[Annotation dataset entries]
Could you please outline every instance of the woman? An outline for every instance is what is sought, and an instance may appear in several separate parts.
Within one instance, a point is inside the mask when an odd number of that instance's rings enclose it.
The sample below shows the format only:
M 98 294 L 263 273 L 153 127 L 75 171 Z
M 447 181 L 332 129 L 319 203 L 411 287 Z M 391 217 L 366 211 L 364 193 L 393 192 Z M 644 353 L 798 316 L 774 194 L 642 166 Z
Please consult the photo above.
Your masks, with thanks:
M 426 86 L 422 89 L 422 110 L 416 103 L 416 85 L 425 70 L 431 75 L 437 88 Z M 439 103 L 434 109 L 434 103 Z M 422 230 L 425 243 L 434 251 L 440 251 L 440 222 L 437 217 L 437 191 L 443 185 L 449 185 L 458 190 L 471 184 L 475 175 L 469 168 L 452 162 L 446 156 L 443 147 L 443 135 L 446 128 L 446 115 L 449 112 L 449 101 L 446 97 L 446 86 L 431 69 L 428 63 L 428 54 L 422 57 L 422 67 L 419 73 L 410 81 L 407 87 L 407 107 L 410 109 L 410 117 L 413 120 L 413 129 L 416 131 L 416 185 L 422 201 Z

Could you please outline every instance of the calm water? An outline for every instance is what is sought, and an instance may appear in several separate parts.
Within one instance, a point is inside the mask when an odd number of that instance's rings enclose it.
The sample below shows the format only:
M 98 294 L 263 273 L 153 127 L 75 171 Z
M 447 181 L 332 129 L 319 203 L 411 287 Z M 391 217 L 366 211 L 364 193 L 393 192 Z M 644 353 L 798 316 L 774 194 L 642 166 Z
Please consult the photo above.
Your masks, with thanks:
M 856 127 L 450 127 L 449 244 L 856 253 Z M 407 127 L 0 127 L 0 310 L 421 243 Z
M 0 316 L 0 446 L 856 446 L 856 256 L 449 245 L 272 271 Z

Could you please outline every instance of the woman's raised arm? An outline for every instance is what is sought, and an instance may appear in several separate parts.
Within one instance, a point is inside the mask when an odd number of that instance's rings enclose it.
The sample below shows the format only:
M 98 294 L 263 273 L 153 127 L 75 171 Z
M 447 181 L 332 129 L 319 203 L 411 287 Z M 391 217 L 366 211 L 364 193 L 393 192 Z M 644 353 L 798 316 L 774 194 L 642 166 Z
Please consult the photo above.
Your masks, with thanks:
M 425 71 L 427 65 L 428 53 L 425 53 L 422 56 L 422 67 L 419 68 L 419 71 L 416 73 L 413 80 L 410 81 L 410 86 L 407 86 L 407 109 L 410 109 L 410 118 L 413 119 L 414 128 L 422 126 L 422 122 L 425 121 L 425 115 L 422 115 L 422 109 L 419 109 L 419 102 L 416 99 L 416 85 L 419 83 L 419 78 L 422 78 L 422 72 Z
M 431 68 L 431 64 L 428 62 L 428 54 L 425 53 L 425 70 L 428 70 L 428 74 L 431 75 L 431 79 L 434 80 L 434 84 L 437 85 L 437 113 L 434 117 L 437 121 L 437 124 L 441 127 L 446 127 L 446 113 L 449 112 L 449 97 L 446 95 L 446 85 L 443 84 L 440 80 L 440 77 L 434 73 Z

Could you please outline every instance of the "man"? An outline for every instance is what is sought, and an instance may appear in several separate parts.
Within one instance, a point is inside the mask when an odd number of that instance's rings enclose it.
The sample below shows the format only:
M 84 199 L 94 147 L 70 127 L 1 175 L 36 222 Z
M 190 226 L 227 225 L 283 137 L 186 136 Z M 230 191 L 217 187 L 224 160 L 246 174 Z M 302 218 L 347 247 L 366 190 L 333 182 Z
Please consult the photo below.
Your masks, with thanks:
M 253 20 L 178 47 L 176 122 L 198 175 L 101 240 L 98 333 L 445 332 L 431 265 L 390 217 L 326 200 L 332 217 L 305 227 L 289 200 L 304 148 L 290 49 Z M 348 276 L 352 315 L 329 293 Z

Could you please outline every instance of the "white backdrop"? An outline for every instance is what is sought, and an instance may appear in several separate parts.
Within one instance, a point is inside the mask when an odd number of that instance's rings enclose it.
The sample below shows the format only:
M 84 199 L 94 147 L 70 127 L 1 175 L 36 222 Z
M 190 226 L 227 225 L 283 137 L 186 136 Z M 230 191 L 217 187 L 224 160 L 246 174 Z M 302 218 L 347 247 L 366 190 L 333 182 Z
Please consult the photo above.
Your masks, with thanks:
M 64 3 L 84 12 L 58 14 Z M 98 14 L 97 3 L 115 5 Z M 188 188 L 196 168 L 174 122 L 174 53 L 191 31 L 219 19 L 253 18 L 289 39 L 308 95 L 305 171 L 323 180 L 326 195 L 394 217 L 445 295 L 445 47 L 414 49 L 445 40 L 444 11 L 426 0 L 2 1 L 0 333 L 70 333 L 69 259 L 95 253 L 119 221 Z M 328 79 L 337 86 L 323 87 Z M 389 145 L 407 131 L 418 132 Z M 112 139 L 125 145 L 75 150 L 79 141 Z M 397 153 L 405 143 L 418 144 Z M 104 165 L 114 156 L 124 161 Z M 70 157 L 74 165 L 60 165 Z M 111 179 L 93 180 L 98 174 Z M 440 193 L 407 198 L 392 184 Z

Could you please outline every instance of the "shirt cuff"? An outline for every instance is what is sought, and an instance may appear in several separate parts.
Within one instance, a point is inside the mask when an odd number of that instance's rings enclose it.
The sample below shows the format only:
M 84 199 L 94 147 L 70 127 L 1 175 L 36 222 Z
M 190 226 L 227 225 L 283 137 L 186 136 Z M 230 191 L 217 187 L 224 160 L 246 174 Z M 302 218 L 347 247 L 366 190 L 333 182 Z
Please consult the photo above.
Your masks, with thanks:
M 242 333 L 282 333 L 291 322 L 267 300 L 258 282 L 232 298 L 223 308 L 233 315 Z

--

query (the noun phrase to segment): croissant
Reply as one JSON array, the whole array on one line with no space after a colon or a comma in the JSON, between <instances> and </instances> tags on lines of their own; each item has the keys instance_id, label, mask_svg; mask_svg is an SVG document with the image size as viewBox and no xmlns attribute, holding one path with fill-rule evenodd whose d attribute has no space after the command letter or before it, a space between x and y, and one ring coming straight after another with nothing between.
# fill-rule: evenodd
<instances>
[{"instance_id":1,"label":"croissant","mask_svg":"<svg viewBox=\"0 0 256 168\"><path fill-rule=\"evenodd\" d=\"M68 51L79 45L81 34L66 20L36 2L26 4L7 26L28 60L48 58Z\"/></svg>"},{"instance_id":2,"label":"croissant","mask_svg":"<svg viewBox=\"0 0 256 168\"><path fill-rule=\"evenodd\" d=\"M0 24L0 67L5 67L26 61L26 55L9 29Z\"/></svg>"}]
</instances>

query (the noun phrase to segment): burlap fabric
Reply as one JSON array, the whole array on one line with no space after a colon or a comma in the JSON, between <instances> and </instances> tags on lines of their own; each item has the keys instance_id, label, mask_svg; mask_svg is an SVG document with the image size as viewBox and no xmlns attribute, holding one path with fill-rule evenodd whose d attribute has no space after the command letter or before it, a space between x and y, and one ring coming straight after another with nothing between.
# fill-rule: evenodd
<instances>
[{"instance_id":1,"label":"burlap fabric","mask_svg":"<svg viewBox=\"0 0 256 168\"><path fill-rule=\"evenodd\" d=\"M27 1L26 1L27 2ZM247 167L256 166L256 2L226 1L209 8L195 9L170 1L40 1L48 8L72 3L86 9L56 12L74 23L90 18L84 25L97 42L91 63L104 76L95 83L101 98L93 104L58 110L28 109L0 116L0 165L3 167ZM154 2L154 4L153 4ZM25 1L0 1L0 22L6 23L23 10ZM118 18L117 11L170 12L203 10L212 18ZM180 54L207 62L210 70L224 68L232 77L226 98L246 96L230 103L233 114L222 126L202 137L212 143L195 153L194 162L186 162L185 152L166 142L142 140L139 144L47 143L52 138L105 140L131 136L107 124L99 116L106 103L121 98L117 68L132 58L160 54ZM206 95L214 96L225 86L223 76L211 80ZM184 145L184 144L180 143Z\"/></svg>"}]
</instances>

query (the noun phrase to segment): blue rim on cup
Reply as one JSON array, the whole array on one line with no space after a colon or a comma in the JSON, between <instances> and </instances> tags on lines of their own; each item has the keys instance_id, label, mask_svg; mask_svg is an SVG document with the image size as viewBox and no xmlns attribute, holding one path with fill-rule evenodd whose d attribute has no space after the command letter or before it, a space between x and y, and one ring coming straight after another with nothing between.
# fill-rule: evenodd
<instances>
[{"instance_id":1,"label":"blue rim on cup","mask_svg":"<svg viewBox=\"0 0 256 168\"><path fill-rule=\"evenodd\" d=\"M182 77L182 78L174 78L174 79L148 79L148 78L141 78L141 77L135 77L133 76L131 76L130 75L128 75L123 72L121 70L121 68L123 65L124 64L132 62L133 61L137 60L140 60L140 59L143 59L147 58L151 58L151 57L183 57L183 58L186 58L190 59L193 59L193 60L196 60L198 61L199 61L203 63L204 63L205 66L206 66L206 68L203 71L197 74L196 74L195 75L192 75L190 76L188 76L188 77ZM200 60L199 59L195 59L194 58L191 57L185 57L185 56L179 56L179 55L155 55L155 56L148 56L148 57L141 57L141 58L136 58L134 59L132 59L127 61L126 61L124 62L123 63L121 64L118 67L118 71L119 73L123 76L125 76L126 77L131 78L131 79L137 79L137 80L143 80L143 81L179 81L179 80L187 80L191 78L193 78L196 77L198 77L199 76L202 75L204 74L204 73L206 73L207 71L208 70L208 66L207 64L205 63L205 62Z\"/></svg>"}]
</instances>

Exercise goal => Add 133 to every coordinate in the answer and write out the listing again, requests included, from the line with "Could you please outline every instance of the woman?" through the line with "M 426 86 L 422". Leave the requests and their format sample unchanged.

Answer to this exercise =>
Could you please outline every instance of the woman? An outline for every instance is what is sought, and an instance may appear in several separate parts.
Within one instance, a point is inside the mask when an odd number of that instance's rings enclose it.
The sample below shows the format only:
M 98 294 L 263 273 L 153 127 L 75 171 Z
M 447 181 L 332 129 L 319 203 L 411 287 Z M 391 217 L 366 211 L 364 193 L 393 192 Z M 644 353 L 798 316 L 774 194 L 642 166 Z
Please consult the photo above.
Your masks, with thanks:
M 559 219 L 555 222 L 555 243 L 549 236 L 549 218 L 558 203 L 564 208 L 570 221 Z M 572 236 L 567 242 L 567 236 Z M 555 363 L 558 376 L 567 384 L 573 384 L 573 355 L 570 350 L 570 324 L 576 318 L 582 318 L 591 323 L 604 317 L 608 308 L 602 301 L 585 295 L 579 289 L 576 280 L 576 268 L 579 261 L 579 248 L 582 245 L 582 234 L 579 230 L 579 219 L 564 202 L 561 196 L 561 187 L 555 190 L 555 200 L 552 206 L 543 214 L 540 220 L 540 240 L 543 242 L 543 250 L 546 253 L 546 262 L 549 264 L 549 318 L 555 334 Z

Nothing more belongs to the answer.